O que fazer
1) Liste as ações que, segundo o texto sobre Lénine e a imprensa, formavam o principal objetivo depois de Outubro de 1917.
2) Prolongue o texto sobre Lénine e a imprensa a partir do ponto em que termina.

Excerto do texto
^^^^
Entre Lénine e a imprensa estabeleceu-se uma relação natural. Tendo-se apercebido do tipo de ligações entre o jornal e o quotidiano das pessoas, e da capacidade da imprensa para influir sobre elas e contribuir para a transformação das realidades através da acção de massas, viu no jornalismo um instrumento privilegiado para a intervenção (dele e do partido) na prática política e na luta ideológica.
Mas em épocas diferentes entendeu a missão da imprensa também de maneiras diferentes. Em 1900, quando se tratava de criar o partido e enraizá-lo na classe operária e nos trabalhadores, apontou para a imprensa do partido uma função que já não seria a mesma quando, depois de Outubro de 1917, o principal objectivo era vencer a contra-revolução, combater os resquícios do passado e construir uma nova sociedade.
^^^^
Entradas de anotação de coordenadas:
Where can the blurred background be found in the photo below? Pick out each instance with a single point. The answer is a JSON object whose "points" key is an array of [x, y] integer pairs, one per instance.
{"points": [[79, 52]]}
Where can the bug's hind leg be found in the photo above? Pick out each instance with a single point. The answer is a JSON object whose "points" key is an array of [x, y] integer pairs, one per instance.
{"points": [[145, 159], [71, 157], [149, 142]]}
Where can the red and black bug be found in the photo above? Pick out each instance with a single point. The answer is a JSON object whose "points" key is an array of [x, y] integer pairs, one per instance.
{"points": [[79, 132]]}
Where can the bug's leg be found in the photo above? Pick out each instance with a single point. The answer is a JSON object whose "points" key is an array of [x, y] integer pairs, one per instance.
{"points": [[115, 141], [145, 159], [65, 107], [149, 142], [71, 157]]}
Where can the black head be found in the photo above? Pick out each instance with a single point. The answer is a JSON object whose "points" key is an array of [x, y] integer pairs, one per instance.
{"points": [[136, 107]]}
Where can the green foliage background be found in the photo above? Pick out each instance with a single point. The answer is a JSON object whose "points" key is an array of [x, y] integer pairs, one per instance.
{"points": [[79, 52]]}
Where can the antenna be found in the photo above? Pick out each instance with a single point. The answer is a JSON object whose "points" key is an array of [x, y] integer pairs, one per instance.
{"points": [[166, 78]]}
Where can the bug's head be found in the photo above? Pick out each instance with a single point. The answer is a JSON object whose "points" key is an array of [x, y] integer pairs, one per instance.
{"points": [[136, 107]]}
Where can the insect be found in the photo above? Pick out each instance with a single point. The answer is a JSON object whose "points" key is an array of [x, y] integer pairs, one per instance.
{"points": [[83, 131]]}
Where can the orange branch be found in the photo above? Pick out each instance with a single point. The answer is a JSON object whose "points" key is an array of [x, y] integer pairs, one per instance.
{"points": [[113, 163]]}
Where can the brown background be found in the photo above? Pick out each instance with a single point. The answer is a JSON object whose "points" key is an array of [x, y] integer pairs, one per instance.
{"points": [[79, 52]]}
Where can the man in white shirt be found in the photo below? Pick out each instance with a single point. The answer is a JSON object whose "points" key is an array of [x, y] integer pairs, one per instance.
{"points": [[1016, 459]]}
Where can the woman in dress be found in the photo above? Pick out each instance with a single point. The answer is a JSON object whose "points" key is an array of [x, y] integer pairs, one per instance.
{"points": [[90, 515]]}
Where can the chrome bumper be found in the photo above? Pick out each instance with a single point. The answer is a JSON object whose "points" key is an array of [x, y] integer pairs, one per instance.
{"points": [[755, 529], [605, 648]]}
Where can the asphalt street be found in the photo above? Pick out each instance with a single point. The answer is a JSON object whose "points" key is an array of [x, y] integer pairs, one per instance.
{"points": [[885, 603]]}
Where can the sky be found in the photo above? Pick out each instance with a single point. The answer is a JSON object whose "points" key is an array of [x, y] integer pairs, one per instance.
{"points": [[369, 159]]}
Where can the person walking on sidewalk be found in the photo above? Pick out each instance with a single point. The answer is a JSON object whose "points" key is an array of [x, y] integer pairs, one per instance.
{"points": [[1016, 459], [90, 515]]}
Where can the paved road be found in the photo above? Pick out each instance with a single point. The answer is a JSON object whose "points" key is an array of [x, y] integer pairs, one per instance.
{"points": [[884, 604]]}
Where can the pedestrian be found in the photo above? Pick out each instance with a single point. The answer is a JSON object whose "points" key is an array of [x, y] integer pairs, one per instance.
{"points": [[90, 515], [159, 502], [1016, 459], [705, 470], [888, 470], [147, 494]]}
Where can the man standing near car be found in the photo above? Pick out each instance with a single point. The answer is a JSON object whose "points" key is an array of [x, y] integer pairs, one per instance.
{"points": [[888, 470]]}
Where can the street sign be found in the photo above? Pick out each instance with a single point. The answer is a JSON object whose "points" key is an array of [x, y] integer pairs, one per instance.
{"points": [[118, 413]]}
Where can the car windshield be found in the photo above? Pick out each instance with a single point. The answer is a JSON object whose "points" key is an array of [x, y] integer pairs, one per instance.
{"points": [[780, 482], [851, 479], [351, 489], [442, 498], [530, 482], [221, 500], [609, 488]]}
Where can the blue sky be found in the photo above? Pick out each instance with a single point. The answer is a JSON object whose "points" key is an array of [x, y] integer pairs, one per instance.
^^^^
Resultados por tarefa
1)
- vencer a contra-revolução
- combater os resquícios do passado
- construir uma nova sociedade

2)
O que sempre permaneceu foi uma análise baseada em claras posições de classe e a fidelidade ao marxismo, enquanto íntima ligação da teoria à prática e da prática à teoria, em permanente e criadora relação dialéctica.
Por exemplo: em dado momento, quais as relações e a força relativa das classes? Quais as formas de que se reveste a luta de classes? Qual a sua tradução na luta ideológica? Qual o reflexo desta na consciência e na acção das massas? Quais as tarefas prioritárias e quais os meios para as concretizar?
Como se compreende se tivermos em conta estas interrogações — cuja validade e operacionalidade se mantêm actuais — Lénine não poderia dar da missão da imprensa (ou da táctica partidária, da política de alianças, etc.) uma definição abstracta, alheia à realidade concreta e às exigências da prática política revolucionária.
(“Organizador colectivo”)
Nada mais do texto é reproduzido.